→ **Aim**:
From the algorithm design text below, list every efficiency case it gives for linear search and the time complexity stated for each.

═══ Quoted text ═══

Algorithm Design and Problem-Solving

This section explores fundamental algorithms used to solve computational problems. We will cover linear search, bubble sort, and their applications.

Standard Search Algorithms

Linear Search

Linear search is the simplest search algorithm. It involves examining each element in a list sequentially until the target element is found or the end of the list is reached.

How it works:

  1. Start at the beginning of the list.
  2. Compare the current element with the target value.
  3. If the current element matches the target value, the search is successful.
  4. If the current element does not match the target value, move to the next element in the list.
  5. Repeat step 2 and 3 until the target value is found or the end of the list is reached. If the end of the list is reached without finding the target value, the search is unsuccessful.

Pseudocode:

function linearSearch(list, target):
  for each element in list:
    if element == target:
      return "Target found at index" + index of element
  return "Target not found"

Example:

Consider the list: [5, 2, 9, 1, 5, 6] and the target value 9.

The algorithm will compare 5, then 2, then 9. When it reaches 9, it will return "Target found at index 2".

Efficiency:

  • Best Case: The target is the first element in the list. Time complexity: O(1)
  • Worst Case: The target is the last element in the list or not present. Time complexity: O(n), where n is the number of elements in the list.
  • Average Case: O(n)

Binary Search

Binary search is a more efficient search algorithm that works on sorted lists. It repeatedly divides the search interval in half.

How it works:

  1. Start with the entire sorted list.
  2. Find the middle element of the list.
  3. Compare the middle element with the target value.
  4. If the middle element matches the target value, the search is successful.
  5. If the target value is less than the middle element, search the left half of the list.
  6. If the target value is greater than the middle element, search the right half of the list.
  7. Repeat steps 2-4 until the target value is found or the search interval is empty.

Pseudocode:

function binarySearch(list, target):
  low = 0
  high = length of list - 1
  while low <= high:
    mid = (low + high) / 2
    if list[mid] == target:
      return "Target found at index" + mid
    else if list[mid] < target:
      low = mid + 1
    else:
      high = mid - 1
  return "Target not found"

Example:

Consider the sorted list: [1, 2, 5, 9, 10] and the target value 5.

The algorithm will first check the middle element (which is 5). Since it matches the target, the search is successful.

═══ Data rows ═══

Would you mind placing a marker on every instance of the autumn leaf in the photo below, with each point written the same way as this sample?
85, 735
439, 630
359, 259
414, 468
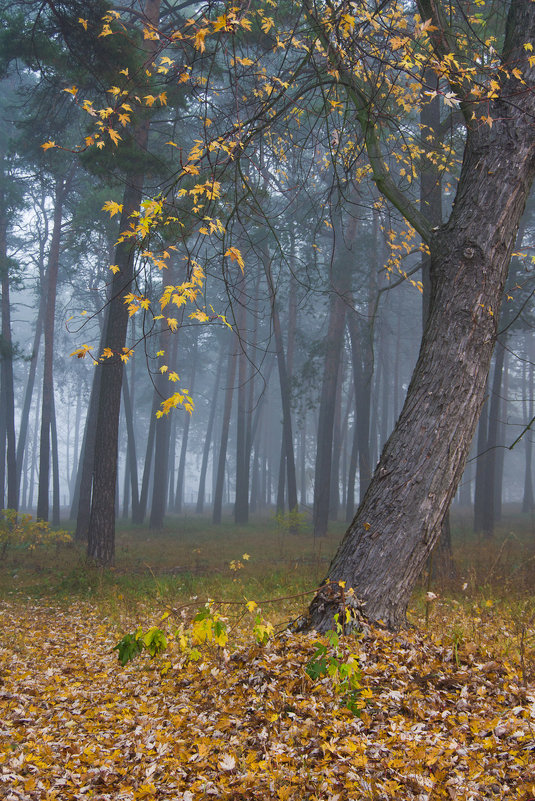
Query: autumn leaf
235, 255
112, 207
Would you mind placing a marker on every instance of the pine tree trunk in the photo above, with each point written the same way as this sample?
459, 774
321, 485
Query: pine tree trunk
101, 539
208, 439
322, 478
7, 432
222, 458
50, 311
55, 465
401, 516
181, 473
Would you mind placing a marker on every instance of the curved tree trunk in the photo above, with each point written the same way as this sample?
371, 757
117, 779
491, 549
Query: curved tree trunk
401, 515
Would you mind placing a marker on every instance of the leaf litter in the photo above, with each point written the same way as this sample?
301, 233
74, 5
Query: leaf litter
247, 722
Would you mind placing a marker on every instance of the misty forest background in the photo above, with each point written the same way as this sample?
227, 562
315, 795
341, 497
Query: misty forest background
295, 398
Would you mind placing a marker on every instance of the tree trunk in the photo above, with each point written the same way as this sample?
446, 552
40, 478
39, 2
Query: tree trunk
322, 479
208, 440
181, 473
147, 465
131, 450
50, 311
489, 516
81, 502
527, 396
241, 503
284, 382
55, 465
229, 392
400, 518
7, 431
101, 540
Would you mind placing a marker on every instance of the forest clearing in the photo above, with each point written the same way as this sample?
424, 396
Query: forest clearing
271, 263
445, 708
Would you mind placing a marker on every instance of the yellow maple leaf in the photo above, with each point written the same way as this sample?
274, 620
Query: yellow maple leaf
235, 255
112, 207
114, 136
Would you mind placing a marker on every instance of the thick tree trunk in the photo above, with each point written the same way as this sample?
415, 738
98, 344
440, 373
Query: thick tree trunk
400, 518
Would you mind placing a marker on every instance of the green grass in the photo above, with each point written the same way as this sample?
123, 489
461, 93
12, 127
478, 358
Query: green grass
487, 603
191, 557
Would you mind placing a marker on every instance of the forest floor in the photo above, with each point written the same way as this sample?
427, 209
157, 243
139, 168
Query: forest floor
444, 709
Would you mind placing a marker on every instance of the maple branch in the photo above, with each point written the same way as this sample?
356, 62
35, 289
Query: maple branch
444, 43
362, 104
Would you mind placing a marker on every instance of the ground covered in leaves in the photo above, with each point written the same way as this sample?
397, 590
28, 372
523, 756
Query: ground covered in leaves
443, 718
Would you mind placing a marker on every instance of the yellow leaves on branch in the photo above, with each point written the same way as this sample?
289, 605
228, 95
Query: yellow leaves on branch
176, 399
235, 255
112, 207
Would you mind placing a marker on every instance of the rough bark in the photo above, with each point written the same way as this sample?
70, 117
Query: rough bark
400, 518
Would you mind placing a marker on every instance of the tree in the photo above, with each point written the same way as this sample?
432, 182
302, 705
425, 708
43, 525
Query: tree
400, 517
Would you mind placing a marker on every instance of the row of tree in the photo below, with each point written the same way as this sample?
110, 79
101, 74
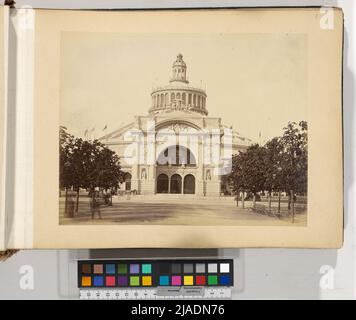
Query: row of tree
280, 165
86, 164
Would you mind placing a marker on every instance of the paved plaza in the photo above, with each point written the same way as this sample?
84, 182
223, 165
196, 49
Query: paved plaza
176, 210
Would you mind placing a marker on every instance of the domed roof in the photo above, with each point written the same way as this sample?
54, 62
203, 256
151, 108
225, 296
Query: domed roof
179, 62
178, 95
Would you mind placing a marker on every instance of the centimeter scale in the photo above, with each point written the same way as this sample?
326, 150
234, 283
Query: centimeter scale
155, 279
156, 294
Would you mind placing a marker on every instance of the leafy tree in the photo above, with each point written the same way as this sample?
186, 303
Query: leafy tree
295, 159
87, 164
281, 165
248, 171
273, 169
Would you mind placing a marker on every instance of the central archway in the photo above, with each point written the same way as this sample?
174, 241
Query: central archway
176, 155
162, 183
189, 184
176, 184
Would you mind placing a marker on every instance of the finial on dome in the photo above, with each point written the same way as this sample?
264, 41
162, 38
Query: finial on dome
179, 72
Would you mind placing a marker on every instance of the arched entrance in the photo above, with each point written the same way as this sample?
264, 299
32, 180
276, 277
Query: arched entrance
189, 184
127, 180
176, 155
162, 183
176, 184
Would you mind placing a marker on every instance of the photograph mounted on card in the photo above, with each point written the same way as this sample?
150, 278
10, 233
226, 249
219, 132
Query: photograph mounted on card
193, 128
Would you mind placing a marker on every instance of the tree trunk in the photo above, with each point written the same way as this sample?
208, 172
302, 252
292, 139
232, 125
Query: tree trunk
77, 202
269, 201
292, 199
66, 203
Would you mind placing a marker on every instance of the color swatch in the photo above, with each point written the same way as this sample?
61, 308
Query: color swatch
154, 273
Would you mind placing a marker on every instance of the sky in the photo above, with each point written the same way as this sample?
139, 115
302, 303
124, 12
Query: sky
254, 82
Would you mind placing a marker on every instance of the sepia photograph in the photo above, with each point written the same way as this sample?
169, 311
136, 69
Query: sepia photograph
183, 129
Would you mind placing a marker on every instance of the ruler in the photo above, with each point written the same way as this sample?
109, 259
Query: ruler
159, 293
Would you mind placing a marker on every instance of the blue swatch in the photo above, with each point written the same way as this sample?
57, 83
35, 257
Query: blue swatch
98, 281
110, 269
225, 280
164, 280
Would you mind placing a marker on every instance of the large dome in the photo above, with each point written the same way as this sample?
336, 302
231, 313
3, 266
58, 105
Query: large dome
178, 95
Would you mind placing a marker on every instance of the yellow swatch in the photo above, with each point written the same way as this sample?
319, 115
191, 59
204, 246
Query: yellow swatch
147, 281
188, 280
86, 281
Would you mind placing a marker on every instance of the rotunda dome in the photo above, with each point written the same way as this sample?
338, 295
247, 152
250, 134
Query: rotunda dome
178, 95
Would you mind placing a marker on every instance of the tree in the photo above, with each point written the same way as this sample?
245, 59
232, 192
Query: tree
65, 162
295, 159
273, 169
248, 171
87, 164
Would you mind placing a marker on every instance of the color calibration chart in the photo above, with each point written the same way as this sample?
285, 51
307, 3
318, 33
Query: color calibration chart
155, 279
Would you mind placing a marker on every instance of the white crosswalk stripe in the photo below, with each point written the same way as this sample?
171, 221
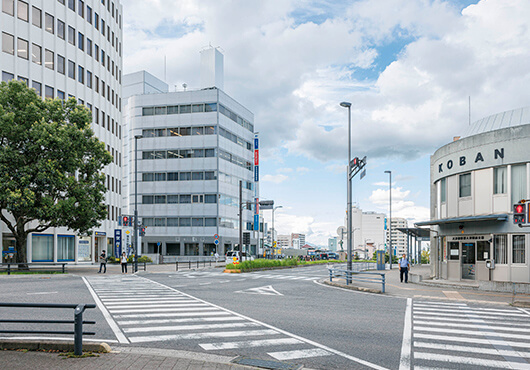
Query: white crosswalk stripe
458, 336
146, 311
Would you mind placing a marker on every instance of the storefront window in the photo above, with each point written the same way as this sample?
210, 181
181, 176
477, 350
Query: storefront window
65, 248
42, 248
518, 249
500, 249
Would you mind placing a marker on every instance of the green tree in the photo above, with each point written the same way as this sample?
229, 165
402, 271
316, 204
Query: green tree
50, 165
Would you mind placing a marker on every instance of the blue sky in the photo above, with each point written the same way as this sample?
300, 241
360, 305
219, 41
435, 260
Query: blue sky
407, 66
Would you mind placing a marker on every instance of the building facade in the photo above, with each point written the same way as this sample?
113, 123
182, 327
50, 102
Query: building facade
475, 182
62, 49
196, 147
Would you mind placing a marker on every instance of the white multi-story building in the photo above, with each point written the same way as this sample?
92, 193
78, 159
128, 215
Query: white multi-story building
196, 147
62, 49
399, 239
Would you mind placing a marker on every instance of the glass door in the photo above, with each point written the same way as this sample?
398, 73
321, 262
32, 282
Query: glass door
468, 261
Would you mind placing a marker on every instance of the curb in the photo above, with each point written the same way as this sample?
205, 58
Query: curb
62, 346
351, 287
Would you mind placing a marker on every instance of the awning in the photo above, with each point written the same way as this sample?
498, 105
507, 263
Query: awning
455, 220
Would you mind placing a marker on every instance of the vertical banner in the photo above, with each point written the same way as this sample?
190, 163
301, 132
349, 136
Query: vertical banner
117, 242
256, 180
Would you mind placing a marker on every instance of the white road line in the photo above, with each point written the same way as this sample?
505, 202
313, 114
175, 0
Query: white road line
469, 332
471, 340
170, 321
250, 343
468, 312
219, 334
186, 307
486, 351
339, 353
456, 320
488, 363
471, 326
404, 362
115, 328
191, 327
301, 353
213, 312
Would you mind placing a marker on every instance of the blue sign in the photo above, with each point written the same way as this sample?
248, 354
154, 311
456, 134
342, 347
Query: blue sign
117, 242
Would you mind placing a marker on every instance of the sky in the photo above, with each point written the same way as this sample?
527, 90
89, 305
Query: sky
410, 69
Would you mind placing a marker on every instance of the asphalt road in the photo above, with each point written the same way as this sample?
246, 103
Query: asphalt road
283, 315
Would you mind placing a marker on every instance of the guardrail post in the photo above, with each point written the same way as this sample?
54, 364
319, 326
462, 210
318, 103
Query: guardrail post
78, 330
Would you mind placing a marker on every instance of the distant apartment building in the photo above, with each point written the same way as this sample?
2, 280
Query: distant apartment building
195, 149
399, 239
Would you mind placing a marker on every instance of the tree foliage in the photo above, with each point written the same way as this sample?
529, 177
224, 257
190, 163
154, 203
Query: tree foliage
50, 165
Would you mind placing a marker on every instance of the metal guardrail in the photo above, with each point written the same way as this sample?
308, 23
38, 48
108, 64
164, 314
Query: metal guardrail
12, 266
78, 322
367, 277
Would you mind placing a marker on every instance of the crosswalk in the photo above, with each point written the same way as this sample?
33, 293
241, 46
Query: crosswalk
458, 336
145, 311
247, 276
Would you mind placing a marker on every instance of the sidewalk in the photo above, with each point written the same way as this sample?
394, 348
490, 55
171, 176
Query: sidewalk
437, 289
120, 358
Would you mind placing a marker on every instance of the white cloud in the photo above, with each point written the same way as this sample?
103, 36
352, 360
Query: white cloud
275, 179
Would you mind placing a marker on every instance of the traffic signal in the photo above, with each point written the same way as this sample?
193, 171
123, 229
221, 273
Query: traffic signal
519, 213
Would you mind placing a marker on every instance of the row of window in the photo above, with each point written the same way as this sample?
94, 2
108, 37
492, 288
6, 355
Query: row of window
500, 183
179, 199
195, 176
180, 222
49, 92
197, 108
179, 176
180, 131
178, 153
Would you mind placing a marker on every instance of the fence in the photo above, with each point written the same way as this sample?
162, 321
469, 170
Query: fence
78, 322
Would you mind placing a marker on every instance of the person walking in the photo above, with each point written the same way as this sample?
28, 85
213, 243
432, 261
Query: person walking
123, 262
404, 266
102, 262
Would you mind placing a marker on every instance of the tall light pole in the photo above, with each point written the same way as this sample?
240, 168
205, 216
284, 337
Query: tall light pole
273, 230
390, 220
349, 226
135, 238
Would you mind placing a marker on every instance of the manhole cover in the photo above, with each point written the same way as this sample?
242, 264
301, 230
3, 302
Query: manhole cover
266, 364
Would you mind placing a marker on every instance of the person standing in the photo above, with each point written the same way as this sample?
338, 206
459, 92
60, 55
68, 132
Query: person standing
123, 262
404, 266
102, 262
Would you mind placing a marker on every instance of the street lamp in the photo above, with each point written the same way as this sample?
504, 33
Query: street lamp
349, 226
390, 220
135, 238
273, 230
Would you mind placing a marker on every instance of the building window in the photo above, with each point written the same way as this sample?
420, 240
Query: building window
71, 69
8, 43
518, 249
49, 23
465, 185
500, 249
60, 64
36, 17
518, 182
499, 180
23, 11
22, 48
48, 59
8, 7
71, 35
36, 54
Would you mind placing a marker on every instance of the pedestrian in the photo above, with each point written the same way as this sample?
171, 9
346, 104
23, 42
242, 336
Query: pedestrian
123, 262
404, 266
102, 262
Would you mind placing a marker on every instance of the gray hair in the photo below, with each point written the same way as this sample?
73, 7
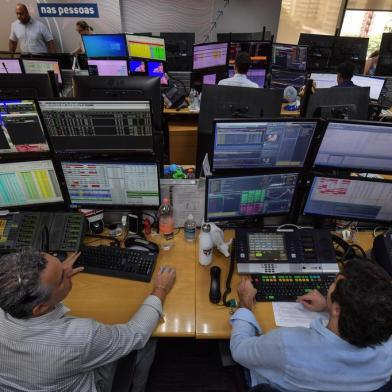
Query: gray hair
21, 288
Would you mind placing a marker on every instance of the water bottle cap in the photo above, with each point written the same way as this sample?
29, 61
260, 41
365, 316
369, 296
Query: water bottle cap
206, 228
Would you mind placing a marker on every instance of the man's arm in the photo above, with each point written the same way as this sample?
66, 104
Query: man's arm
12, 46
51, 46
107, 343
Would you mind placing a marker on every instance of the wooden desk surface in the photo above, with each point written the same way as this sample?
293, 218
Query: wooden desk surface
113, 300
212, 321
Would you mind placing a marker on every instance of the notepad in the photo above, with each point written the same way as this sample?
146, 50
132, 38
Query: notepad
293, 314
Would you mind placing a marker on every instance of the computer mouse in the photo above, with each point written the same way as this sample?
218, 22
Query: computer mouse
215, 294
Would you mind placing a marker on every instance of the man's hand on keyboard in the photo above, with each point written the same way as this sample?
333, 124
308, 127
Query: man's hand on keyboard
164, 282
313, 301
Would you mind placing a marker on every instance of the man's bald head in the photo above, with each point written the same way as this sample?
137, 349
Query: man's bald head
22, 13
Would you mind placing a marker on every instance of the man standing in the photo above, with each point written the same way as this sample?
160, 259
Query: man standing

═══

→ **Full answer**:
- Best case: O(1)
- Worst case: O(n)
- Average case: O(n)